_GIVEN DATA_:
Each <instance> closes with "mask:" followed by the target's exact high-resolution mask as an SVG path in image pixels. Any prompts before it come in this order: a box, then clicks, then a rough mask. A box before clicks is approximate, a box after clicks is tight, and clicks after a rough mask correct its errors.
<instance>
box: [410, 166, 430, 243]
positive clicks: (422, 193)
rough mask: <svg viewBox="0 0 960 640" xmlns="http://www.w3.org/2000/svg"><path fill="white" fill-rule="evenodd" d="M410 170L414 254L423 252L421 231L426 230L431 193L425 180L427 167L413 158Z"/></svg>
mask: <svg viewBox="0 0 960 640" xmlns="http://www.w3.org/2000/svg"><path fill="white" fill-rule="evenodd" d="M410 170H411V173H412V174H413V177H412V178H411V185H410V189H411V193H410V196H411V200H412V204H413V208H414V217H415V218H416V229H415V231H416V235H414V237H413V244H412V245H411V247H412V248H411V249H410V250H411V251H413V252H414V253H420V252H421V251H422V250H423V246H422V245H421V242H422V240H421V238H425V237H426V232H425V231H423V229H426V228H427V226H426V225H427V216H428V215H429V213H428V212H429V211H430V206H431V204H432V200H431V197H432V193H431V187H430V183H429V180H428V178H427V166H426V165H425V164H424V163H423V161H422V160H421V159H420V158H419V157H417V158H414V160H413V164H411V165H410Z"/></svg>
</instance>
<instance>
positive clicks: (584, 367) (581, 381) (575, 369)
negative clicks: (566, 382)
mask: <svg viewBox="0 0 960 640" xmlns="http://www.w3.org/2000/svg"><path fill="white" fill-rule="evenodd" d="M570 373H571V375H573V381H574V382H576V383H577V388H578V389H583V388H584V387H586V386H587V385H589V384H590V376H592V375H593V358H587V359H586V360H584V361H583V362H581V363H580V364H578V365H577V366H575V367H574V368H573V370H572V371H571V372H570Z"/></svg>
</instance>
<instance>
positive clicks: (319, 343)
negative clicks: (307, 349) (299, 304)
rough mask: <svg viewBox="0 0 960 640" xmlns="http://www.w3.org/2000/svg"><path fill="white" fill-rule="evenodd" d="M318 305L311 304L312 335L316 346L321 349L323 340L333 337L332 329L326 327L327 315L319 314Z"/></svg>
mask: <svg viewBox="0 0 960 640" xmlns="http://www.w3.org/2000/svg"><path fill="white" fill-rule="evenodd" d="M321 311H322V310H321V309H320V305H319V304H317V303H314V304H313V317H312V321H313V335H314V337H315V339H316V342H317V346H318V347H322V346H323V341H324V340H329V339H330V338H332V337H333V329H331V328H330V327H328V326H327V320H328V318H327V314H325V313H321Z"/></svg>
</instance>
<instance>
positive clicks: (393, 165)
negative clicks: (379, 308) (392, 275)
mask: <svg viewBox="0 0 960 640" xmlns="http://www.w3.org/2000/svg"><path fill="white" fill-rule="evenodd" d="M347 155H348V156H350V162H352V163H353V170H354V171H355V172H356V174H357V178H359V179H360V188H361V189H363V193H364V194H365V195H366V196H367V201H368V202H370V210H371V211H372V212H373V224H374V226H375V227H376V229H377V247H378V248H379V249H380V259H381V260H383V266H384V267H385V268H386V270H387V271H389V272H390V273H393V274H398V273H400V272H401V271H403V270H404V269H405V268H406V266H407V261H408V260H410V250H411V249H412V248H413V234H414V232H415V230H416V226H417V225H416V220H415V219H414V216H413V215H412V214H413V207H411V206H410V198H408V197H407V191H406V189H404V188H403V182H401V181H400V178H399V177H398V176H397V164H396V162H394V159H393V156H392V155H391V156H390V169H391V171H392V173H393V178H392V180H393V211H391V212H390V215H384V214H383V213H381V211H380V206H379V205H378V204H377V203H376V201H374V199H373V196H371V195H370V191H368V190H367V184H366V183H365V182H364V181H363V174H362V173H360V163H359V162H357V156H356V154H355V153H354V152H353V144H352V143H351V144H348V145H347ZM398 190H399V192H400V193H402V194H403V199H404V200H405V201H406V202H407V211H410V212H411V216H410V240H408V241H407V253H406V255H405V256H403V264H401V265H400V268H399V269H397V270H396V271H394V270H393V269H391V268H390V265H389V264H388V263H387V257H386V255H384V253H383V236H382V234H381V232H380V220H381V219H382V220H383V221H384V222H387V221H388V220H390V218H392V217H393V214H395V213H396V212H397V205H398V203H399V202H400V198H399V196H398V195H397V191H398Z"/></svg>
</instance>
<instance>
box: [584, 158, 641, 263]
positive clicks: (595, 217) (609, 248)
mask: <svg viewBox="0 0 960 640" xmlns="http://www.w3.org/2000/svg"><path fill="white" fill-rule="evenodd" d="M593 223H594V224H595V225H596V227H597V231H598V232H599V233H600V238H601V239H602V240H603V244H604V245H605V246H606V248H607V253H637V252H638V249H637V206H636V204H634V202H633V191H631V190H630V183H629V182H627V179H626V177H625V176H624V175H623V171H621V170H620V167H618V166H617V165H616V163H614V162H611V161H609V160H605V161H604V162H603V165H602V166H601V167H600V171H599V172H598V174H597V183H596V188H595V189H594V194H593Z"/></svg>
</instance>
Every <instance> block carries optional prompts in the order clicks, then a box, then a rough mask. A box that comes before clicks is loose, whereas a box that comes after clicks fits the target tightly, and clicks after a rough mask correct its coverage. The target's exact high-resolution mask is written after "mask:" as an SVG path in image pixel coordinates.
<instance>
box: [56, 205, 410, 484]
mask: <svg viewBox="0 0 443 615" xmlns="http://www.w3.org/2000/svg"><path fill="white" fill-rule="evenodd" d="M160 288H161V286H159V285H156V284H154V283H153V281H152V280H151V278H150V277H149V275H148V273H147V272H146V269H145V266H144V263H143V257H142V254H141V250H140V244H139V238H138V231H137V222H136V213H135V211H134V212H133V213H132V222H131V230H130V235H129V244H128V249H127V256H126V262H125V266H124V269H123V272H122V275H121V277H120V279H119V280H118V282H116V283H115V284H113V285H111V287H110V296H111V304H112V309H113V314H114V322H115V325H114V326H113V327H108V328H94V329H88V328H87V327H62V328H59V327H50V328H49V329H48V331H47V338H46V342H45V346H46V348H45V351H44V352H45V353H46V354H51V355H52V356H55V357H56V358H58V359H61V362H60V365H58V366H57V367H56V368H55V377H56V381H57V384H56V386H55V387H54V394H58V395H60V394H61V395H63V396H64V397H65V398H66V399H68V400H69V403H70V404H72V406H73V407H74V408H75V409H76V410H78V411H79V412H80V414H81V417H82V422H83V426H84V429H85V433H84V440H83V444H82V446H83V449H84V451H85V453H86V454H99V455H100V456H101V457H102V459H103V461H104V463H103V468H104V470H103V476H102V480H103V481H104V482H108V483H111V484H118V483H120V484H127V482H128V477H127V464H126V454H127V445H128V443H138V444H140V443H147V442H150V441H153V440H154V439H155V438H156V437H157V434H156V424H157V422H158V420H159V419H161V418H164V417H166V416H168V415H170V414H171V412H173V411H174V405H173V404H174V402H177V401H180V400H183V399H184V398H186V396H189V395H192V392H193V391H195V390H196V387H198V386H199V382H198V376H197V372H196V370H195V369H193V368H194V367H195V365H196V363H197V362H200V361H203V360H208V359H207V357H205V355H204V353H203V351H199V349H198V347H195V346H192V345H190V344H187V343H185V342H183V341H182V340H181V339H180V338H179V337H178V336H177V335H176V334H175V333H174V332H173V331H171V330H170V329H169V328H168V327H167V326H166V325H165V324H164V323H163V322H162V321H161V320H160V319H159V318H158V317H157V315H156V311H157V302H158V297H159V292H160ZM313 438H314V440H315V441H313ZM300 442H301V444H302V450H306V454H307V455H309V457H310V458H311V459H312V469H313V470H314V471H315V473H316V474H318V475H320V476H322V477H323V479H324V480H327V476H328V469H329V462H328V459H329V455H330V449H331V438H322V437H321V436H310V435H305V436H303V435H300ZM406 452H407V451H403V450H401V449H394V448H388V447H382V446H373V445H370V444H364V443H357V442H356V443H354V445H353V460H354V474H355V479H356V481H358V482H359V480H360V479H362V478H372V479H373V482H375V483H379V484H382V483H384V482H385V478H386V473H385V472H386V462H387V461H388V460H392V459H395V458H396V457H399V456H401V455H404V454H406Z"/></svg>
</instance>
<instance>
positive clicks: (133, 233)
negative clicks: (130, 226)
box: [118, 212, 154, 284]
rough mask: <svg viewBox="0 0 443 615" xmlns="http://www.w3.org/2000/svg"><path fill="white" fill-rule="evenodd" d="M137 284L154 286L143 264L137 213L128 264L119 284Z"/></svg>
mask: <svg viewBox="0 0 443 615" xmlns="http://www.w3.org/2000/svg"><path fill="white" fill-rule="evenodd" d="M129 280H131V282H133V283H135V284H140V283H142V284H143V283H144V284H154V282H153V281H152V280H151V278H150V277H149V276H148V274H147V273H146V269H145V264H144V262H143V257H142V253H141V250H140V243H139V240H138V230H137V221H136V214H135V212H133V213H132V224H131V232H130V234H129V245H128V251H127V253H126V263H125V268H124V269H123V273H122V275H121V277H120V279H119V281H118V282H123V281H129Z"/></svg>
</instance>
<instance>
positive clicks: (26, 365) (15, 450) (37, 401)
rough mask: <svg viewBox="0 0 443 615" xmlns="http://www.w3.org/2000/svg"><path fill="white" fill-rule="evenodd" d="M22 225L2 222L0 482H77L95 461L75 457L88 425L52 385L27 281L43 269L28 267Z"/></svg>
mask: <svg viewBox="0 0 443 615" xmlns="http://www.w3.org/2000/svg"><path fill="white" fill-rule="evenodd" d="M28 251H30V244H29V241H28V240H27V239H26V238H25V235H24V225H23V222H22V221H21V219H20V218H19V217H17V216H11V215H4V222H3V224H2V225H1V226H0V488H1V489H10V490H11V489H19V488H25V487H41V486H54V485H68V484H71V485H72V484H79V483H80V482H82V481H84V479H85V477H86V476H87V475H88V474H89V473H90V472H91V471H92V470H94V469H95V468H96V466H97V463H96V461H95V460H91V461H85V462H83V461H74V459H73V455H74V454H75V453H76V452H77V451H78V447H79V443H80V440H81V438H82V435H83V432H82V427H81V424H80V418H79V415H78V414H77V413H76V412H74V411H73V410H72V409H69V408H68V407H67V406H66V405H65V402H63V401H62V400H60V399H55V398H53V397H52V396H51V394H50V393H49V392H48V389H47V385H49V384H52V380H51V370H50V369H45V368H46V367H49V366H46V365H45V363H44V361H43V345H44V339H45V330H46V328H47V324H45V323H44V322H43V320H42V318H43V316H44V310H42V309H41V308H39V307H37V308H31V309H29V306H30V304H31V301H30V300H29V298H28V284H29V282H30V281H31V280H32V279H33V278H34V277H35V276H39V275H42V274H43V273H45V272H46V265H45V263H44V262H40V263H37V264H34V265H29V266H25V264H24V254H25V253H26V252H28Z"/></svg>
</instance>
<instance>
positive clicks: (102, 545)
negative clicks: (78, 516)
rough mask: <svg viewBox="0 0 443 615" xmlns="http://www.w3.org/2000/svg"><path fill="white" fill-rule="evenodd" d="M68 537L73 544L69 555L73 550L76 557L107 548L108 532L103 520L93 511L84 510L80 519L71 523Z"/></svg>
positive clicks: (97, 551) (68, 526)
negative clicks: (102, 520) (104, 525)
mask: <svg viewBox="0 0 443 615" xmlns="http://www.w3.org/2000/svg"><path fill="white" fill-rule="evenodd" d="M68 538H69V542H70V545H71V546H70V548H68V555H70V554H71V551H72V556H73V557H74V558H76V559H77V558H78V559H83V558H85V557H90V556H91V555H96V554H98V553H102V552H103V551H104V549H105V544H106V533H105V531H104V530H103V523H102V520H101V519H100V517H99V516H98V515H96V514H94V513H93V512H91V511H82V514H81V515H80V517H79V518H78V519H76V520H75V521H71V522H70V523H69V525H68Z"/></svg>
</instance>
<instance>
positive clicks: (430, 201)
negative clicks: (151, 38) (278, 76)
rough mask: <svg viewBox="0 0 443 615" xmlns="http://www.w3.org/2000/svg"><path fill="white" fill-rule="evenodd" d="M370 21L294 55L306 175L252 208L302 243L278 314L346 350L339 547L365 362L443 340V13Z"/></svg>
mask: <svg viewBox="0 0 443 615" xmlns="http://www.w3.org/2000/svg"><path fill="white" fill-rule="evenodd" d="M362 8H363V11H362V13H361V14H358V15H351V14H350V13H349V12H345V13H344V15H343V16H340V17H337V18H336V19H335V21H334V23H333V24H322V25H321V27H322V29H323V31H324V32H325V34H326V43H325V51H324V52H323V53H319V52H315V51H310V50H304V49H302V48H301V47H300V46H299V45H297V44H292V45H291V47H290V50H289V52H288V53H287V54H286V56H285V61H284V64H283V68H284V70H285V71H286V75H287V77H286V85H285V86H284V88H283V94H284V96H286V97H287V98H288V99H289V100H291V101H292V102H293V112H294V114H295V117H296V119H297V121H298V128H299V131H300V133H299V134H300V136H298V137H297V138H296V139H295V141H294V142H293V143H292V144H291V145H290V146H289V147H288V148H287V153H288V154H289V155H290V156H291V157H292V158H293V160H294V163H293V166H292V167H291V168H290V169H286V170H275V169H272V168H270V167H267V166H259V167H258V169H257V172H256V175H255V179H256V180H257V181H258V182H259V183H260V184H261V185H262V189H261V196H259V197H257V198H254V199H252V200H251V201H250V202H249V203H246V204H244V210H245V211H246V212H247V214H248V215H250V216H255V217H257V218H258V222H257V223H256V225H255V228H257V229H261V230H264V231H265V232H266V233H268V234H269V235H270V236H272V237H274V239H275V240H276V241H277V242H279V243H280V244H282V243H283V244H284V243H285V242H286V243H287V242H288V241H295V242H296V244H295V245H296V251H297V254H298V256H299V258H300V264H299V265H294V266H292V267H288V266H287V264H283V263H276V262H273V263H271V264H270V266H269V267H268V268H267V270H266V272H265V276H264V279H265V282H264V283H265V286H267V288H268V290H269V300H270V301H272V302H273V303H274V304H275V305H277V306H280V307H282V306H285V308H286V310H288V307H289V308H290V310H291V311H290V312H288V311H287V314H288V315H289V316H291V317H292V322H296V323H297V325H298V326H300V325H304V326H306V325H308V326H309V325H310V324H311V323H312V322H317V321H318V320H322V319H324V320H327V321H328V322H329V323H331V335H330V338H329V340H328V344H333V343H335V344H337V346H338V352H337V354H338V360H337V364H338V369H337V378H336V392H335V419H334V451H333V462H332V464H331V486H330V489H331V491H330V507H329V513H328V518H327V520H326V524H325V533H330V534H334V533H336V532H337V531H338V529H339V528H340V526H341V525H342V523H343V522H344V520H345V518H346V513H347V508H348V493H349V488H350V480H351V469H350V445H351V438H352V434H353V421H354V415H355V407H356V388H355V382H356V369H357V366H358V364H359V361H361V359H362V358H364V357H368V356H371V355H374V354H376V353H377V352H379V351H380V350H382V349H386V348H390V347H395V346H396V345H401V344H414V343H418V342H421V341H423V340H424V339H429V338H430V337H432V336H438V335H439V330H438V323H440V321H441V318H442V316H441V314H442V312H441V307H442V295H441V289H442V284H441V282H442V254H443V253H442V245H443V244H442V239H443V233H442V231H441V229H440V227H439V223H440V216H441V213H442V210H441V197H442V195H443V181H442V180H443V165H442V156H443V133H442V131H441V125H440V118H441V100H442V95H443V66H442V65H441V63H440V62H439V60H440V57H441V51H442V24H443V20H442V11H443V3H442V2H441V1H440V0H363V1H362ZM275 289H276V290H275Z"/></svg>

_PROBLEM REQUIREMENTS_:
Say how many lines in the entries contain the string "prompts". Nothing else belongs in the reply.

_PROBLEM SOLUTION_:
2